Task statement: Turn the entries below into a numbered list, dropping any blank lines and leaving out the pictures.

(Stored entries)
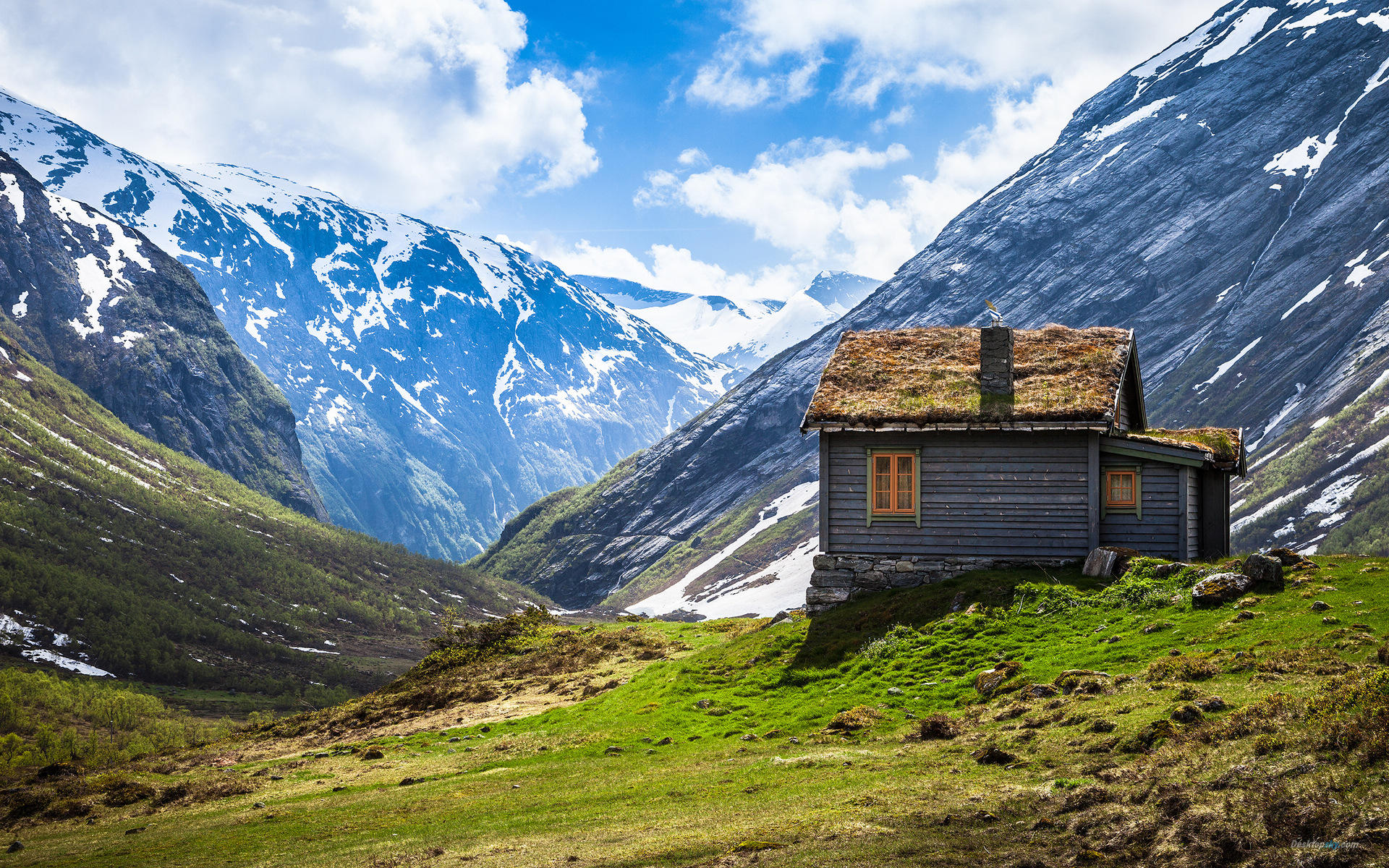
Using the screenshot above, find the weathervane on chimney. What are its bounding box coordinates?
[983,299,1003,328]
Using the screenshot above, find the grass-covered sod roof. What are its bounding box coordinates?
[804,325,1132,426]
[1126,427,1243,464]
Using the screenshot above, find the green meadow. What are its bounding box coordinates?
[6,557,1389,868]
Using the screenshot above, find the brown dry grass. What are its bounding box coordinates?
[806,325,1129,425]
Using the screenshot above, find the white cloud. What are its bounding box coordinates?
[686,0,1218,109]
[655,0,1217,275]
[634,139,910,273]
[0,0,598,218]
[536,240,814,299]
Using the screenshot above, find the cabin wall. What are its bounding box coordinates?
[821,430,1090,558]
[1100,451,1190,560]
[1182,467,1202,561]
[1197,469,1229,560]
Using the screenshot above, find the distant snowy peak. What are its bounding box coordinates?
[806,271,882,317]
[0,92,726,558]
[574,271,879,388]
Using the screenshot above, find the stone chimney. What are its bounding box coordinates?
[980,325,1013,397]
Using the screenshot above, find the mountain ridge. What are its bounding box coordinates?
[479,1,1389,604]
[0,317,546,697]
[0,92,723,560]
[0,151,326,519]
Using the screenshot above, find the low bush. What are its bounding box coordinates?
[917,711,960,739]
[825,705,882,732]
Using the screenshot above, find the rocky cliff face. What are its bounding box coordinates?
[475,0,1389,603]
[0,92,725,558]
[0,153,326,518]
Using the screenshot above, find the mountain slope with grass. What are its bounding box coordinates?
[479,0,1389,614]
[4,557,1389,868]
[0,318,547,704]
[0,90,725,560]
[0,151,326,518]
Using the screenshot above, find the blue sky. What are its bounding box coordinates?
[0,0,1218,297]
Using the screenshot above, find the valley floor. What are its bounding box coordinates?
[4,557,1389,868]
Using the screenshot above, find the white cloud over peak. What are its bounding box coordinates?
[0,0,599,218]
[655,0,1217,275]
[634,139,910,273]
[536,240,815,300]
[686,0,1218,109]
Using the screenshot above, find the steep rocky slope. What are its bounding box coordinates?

Task solution:
1. Using the screenshot above, find the weathervane on chimney. What are its bounding box coordinates?
2. [983,299,1003,328]
3. Using the screenshot above, find the grass-covered sod roof. What are its bounding box coordinates?
4. [804,325,1132,426]
5. [1126,427,1243,464]
6. Using the screenshot above, find the green meadow. What are its bounding box coordinates?
7. [6,557,1389,868]
8. Using the screenshot above, find the brown dry grass. What are its bounding box coordinates?
9. [806,325,1129,425]
10. Using the screenshot above, find the white cloud. What are its bounding box coordinates?
11. [686,0,1218,109]
12. [655,0,1217,275]
13. [634,139,910,273]
14. [0,0,598,218]
15. [536,240,814,299]
16. Using the screenshot above, find the cabin wall. What are its bounding box coordinates?
17. [821,430,1090,558]
18. [1100,451,1190,560]
19. [1182,467,1202,561]
20. [1197,469,1229,560]
21. Using the screenshot above, find the distant snowy peak. What are its bounding box coordinates?
22. [806,271,882,317]
23. [0,92,726,558]
24. [574,271,879,388]
25. Using the screenshot above, find the stone chimney. What are its bounding box coordinates?
26. [980,325,1013,397]
27. Using the screenshot above, find the mountain ridge. What are its bounding box coordinates?
28. [479,1,1389,604]
29. [0,317,546,697]
30. [0,92,723,560]
31. [0,151,326,519]
32. Using the screenshot above, find the low bush. What are its bounding box coordinates?
33. [917,711,960,739]
34. [825,705,882,732]
35. Using the screenshot above, find the rocky cliff face. What are its bounding box coordinates?
36. [475,0,1389,603]
37. [0,92,725,558]
38. [0,153,326,518]
39. Using the screenshot above, find the mountain slope with grass. What are its bounding box coordinates?
40. [479,0,1389,614]
41. [4,557,1389,868]
42. [0,318,547,704]
43. [0,90,725,560]
44. [0,151,326,518]
45. Using the screenshot above, find the blue sky. What are its bounding box coordinates?
46. [0,0,1218,297]
47. Using the screenshot above, find the valley floor. What are its bounding box coordinates?
48. [4,557,1389,868]
49. Using the screenshot above, find the white cloud over peak. What are its bounding box coordinates?
50. [0,0,599,218]
51. [655,0,1217,275]
52. [634,139,910,273]
53. [536,240,815,300]
54. [686,0,1218,109]
55. Using the screenshot above, find the steep rocky slope. What are its bounding box coordinates?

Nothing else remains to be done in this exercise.